_WHAT TO DO_
Every record is to be transcribed exactly as written.
====== THE DATA ======
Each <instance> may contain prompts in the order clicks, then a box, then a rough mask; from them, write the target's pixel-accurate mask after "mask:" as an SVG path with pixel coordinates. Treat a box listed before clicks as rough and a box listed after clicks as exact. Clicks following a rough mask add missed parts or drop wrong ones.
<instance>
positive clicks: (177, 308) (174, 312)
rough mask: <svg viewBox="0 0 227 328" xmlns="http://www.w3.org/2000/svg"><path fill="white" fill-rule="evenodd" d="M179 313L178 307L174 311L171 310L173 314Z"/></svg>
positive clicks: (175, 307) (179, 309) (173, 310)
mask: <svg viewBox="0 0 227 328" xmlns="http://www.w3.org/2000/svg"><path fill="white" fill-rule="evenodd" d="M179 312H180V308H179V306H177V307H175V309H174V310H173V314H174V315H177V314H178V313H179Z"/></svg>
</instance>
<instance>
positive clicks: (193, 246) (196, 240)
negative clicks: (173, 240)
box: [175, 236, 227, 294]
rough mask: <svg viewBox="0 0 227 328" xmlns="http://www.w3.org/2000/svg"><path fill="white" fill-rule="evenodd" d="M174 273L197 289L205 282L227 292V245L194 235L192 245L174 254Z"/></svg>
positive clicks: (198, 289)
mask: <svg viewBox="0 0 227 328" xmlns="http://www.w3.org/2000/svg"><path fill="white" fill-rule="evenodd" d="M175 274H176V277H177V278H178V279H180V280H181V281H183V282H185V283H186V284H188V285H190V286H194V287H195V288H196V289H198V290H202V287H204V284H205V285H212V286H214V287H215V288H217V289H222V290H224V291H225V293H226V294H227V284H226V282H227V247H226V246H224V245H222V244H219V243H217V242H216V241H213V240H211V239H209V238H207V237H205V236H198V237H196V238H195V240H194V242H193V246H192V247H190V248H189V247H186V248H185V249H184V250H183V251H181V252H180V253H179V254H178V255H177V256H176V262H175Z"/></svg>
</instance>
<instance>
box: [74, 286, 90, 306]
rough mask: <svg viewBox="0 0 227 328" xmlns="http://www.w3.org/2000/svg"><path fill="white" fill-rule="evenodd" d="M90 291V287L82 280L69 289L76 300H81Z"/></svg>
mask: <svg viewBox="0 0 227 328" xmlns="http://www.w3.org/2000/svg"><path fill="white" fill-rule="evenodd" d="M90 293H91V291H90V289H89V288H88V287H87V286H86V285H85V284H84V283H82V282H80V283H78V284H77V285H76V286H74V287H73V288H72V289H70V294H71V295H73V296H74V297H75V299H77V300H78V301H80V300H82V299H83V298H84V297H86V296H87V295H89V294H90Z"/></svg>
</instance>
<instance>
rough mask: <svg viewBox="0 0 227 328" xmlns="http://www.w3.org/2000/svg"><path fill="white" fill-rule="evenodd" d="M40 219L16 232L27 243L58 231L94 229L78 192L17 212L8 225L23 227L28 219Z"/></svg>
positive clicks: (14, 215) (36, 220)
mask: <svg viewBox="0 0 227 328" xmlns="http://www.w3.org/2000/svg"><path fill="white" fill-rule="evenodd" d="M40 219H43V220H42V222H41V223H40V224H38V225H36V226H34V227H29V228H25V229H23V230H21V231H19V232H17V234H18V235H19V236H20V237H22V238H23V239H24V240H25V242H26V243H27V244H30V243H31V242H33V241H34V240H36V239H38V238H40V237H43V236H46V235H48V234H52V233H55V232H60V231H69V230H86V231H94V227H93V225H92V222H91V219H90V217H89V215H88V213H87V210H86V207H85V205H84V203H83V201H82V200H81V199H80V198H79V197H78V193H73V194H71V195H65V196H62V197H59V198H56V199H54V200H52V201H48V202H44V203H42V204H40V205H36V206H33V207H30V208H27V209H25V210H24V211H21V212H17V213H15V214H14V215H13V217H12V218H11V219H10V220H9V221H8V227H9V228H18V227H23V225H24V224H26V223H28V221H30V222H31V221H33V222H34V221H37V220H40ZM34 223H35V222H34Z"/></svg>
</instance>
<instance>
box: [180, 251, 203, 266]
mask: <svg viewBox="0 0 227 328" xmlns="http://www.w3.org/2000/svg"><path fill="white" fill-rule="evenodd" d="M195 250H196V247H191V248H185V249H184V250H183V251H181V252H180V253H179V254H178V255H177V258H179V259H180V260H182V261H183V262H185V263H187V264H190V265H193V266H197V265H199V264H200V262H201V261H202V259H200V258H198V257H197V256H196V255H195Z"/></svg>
======
_EXERCISE RESULT_
Each <instance> may contain prompts in the order clicks, then a box, then a rough mask; from them, write the target's pixel-accurate mask after "mask:" as an SVG path with pixel coordinates. Treat a box listed before clicks as rough and a box listed after clicks as exact. Clicks following a rough mask add missed parts or drop wrong ones.
<instance>
positive clicks: (177, 308) (174, 312)
rough mask: <svg viewBox="0 0 227 328" xmlns="http://www.w3.org/2000/svg"><path fill="white" fill-rule="evenodd" d="M179 313L178 307L174 311L171 310L173 314Z"/></svg>
positive clicks: (175, 307) (179, 309) (173, 310)
mask: <svg viewBox="0 0 227 328" xmlns="http://www.w3.org/2000/svg"><path fill="white" fill-rule="evenodd" d="M179 312H180V308H179V306H177V307H175V309H174V310H173V314H174V315H177V314H178V313H179Z"/></svg>
</instance>
<instance>
positive clicks: (193, 246) (196, 240)
negative clicks: (173, 240)
box: [175, 236, 227, 294]
rough mask: <svg viewBox="0 0 227 328" xmlns="http://www.w3.org/2000/svg"><path fill="white" fill-rule="evenodd" d="M174 273L197 289L205 282L227 292V245L194 235L192 245L174 254Z"/></svg>
positive clicks: (198, 289)
mask: <svg viewBox="0 0 227 328" xmlns="http://www.w3.org/2000/svg"><path fill="white" fill-rule="evenodd" d="M175 274H176V277H177V278H178V279H180V280H181V281H183V282H185V283H186V284H188V285H190V286H194V287H195V288H196V289H198V290H202V287H204V284H205V285H212V286H214V287H215V288H217V289H222V290H224V291H225V293H226V294H227V284H226V282H227V247H226V246H224V245H222V244H219V243H217V242H216V241H213V240H211V239H209V238H207V237H205V236H198V237H196V238H195V240H194V242H193V246H192V247H190V248H189V247H186V248H185V249H184V250H183V251H181V252H180V253H179V254H178V255H177V256H176V262H175Z"/></svg>
</instance>
<instance>
box: [74, 286, 90, 306]
rough mask: <svg viewBox="0 0 227 328" xmlns="http://www.w3.org/2000/svg"><path fill="white" fill-rule="evenodd" d="M90 291V287L82 280L69 289L76 300H81Z"/></svg>
mask: <svg viewBox="0 0 227 328" xmlns="http://www.w3.org/2000/svg"><path fill="white" fill-rule="evenodd" d="M90 293H91V291H90V289H89V288H88V287H87V286H86V285H85V284H84V283H82V282H80V283H78V284H77V285H76V286H74V287H73V288H72V289H70V294H71V295H73V296H74V297H75V299H77V300H78V301H80V300H82V299H83V298H84V297H86V296H87V295H89V294H90Z"/></svg>
</instance>
<instance>
rough mask: <svg viewBox="0 0 227 328" xmlns="http://www.w3.org/2000/svg"><path fill="white" fill-rule="evenodd" d="M40 219L16 232L27 243L58 231L94 229L78 192L17 212L8 225L23 227L28 219Z"/></svg>
positive clicks: (14, 215) (36, 220)
mask: <svg viewBox="0 0 227 328" xmlns="http://www.w3.org/2000/svg"><path fill="white" fill-rule="evenodd" d="M40 219H43V220H42V222H41V223H40V224H38V225H36V226H34V227H29V228H25V229H23V230H21V231H19V232H17V234H18V235H19V236H20V237H22V238H23V239H24V240H25V242H26V243H27V244H30V243H31V242H33V241H34V240H36V239H38V238H40V237H43V236H46V235H48V234H52V233H55V232H60V231H69V230H86V231H94V227H93V225H92V222H91V219H90V217H89V215H88V213H87V210H86V207H85V205H84V203H83V201H82V200H81V199H80V198H79V197H78V193H73V194H71V195H65V196H62V197H59V198H56V199H54V200H52V201H48V202H44V203H42V204H40V205H36V206H33V207H30V208H27V209H25V210H24V211H21V212H17V213H15V214H14V215H13V217H12V218H11V219H10V220H9V221H8V227H9V228H18V227H23V225H24V224H26V223H28V221H30V222H31V221H33V222H34V221H37V220H40ZM34 223H35V222H34Z"/></svg>
</instance>
<instance>
box: [180, 251, 203, 266]
mask: <svg viewBox="0 0 227 328" xmlns="http://www.w3.org/2000/svg"><path fill="white" fill-rule="evenodd" d="M195 250H196V247H191V248H185V249H184V250H183V251H181V252H180V253H179V254H178V255H177V258H179V259H180V260H182V261H183V262H185V263H187V264H190V265H193V266H197V265H199V264H200V262H201V261H202V259H200V258H198V257H197V256H196V255H195Z"/></svg>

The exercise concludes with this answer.